> **INSTRUCCIONES DE LA TAREA**
Extrae completo el texto sobre los argumentos a favor de la prohibición de la droga y reprodúcelo sin alterar ni una palabra.
═════ TEXTO DEL EJERCICIO
En tanto que los que están a favor de la prohibición (como G. Elorriaga) esgrimen los siguientes argumentos:
Sometido a la esclavitud de la droga, el adicto no es un hombre libre, cuya libertad se manifiesta en su derecho a consumir, sino un hombre privado de voluntad y libertad auténtica, al que hay que ayudar con la tutela a liberarse a la esclavitud en que ha caído para que recupere su verdadera libertad. No luchan por la libertad quienes hacen bandera del derecho al consumo, sino quienes luchan contra el consumo de sustancias aniquiladoras de la voluntad del individuo. Y son hipócritas las medidas de dureza, como la violación de domicilio sin orden judicial por efectivos policiales, cuando, al final, el encuentro de dosis de droga puede justificarse por el derecho a la posesión para el propio consumo. Tipificar la posesión de droga no es atacar la libertad, sino defenderla.
══════════
═════ MATERIAL PROPORCIONADO
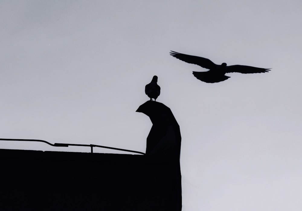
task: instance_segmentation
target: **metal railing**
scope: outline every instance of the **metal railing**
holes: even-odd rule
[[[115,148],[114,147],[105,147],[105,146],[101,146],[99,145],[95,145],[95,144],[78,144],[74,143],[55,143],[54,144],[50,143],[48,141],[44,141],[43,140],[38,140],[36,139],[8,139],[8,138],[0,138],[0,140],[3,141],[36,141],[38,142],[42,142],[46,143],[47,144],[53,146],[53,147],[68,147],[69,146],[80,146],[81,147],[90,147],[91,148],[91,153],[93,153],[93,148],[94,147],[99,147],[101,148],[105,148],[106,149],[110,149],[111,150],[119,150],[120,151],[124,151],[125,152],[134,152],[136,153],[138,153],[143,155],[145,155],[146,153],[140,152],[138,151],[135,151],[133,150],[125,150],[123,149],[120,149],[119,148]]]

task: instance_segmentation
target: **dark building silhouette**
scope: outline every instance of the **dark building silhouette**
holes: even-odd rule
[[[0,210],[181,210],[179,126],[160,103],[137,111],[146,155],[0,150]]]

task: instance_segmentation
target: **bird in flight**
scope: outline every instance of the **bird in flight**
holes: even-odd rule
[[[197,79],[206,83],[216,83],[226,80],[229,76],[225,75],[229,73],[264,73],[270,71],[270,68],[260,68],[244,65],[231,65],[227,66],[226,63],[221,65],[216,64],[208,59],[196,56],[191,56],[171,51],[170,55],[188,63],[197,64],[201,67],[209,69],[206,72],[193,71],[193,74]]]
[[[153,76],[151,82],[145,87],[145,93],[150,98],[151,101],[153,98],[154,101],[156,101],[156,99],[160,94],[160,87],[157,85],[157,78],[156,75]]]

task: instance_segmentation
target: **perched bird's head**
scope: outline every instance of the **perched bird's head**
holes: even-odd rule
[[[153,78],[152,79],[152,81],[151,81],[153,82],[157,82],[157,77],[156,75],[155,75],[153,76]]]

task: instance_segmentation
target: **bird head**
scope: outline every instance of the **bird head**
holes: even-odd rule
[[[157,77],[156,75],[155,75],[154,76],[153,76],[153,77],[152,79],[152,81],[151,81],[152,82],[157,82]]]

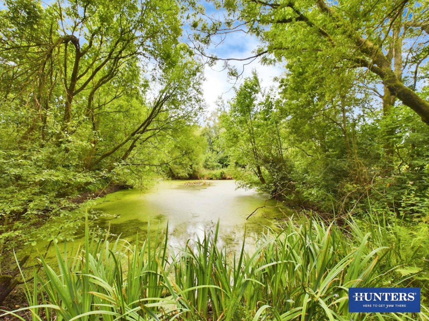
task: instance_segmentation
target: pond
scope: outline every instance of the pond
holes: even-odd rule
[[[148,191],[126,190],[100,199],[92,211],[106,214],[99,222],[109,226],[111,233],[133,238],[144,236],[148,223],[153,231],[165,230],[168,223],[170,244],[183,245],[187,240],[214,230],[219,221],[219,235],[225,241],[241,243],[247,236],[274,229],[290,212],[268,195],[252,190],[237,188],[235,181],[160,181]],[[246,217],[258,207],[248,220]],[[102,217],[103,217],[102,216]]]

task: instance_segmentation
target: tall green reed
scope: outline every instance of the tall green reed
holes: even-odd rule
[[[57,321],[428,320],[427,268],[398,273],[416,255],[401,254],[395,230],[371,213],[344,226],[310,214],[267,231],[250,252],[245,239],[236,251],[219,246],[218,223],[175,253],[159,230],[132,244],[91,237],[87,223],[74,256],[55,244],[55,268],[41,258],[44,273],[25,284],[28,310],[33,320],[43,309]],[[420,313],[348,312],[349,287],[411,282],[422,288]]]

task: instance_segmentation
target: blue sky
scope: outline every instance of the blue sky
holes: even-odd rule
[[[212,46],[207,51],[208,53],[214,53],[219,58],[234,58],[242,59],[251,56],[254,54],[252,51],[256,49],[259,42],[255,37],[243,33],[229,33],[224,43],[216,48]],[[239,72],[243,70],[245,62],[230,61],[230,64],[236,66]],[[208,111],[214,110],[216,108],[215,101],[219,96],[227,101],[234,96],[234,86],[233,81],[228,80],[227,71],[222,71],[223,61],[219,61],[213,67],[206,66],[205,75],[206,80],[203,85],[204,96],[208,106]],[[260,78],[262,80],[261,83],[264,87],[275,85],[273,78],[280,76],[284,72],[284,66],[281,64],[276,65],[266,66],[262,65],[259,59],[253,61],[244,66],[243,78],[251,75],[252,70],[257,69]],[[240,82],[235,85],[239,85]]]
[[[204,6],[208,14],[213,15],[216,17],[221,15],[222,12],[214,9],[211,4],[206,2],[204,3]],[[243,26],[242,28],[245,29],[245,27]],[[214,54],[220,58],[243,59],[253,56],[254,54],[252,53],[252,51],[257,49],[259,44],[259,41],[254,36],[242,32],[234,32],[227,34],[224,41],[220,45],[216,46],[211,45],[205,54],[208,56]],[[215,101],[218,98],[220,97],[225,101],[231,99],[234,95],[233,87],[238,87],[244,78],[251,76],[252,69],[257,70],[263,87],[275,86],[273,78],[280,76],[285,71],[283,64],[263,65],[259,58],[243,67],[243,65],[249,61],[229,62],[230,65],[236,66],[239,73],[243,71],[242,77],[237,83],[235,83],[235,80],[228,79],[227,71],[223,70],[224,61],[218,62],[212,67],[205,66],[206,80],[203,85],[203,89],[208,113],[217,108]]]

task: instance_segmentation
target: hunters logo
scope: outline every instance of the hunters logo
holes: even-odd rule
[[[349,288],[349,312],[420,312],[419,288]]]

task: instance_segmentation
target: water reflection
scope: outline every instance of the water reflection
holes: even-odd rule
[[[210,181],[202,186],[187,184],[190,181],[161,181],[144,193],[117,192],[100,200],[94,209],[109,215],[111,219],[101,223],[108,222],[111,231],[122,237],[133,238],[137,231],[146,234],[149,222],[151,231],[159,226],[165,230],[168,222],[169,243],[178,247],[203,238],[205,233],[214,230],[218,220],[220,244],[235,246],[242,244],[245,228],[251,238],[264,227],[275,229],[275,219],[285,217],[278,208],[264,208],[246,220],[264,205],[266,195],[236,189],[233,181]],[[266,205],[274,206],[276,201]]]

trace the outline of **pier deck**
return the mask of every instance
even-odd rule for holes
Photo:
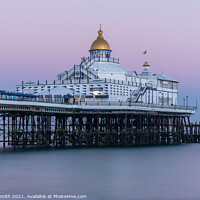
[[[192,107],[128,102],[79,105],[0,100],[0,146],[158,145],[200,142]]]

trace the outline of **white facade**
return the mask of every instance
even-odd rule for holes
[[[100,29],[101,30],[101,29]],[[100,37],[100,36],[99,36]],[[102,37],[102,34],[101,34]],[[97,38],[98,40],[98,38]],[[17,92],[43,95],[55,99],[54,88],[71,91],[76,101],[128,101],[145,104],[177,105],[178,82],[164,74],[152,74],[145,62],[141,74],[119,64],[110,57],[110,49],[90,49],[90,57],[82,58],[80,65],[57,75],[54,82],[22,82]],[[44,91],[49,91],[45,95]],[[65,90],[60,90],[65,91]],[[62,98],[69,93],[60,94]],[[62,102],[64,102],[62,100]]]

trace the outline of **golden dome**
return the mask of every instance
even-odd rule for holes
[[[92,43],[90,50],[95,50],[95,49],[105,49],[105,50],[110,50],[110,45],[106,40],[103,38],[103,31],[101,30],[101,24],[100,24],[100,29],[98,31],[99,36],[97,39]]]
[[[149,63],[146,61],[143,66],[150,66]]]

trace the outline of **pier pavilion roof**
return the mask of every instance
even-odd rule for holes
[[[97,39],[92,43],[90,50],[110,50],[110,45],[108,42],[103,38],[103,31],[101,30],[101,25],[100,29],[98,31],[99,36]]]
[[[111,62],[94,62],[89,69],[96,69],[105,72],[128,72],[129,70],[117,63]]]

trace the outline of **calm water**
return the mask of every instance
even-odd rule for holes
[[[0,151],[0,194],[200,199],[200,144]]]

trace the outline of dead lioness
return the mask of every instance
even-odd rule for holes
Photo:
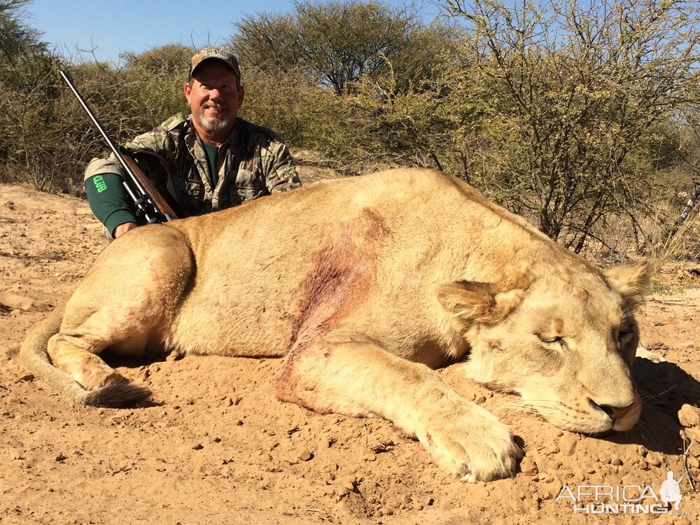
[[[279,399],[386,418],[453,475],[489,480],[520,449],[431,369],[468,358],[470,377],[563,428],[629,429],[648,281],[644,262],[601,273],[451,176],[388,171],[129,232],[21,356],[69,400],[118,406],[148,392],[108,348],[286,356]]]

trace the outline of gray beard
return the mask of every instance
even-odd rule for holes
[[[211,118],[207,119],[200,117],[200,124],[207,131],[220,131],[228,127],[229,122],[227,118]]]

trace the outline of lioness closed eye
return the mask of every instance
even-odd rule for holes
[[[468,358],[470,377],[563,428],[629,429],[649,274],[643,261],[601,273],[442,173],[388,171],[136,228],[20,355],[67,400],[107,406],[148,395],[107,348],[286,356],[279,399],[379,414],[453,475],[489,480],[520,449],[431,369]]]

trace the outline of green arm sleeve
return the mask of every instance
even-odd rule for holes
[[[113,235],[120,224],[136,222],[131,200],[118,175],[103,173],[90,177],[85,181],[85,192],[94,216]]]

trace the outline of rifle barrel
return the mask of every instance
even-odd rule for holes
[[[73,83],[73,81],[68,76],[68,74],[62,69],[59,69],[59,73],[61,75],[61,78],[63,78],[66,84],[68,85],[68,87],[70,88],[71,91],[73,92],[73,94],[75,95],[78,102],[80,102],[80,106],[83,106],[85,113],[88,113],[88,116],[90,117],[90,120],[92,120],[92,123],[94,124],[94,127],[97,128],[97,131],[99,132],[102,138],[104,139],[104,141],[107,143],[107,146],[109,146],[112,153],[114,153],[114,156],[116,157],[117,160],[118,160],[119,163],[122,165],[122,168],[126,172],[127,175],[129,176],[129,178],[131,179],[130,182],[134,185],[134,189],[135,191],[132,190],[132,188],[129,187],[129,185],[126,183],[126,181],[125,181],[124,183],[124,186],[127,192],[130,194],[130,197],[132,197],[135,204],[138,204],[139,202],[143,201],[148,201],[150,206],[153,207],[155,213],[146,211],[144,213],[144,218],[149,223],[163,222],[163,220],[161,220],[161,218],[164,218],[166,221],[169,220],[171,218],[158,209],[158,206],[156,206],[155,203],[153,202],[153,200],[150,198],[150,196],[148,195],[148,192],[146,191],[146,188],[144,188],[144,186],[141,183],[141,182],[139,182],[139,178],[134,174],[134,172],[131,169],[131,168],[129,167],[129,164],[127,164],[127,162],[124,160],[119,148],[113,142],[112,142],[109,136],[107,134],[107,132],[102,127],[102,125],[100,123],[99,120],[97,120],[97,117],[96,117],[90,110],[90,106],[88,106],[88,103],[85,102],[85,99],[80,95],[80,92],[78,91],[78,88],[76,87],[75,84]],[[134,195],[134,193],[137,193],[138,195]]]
══════════
> **ESPACIO DE RESPUESTA**
En tanto que los que están a favor de la prohibición (como G. Elorriaga) esgrimen los siguientes argumentos:
Sometido a la esclavitud de la droga, el adicto no es un hombre libre, cuya libertad se manifiesta en su derecho a consumir, sino un hombre privado de voluntad y libertad auténtica, al que hay que ayudar con la tutela a liberarse a la esclavitud en que ha caído para que recupere su verdadera libertad. No luchan por la libertad quienes hacen bandera del derecho al consumo, sino quienes luchan contra el consumo de sustancias aniquiladoras de la voluntad del individuo. Y son hipócritas las medidas de dureza, como la violación de domicilio sin orden judicial por efectivos policiales, cuando, al final, el encuentro de dosis de droga puede justificarse por el derecho a la posesión para el propio consumo. Tipificar la posesión de droga no es atacar la libertad, sino defenderla.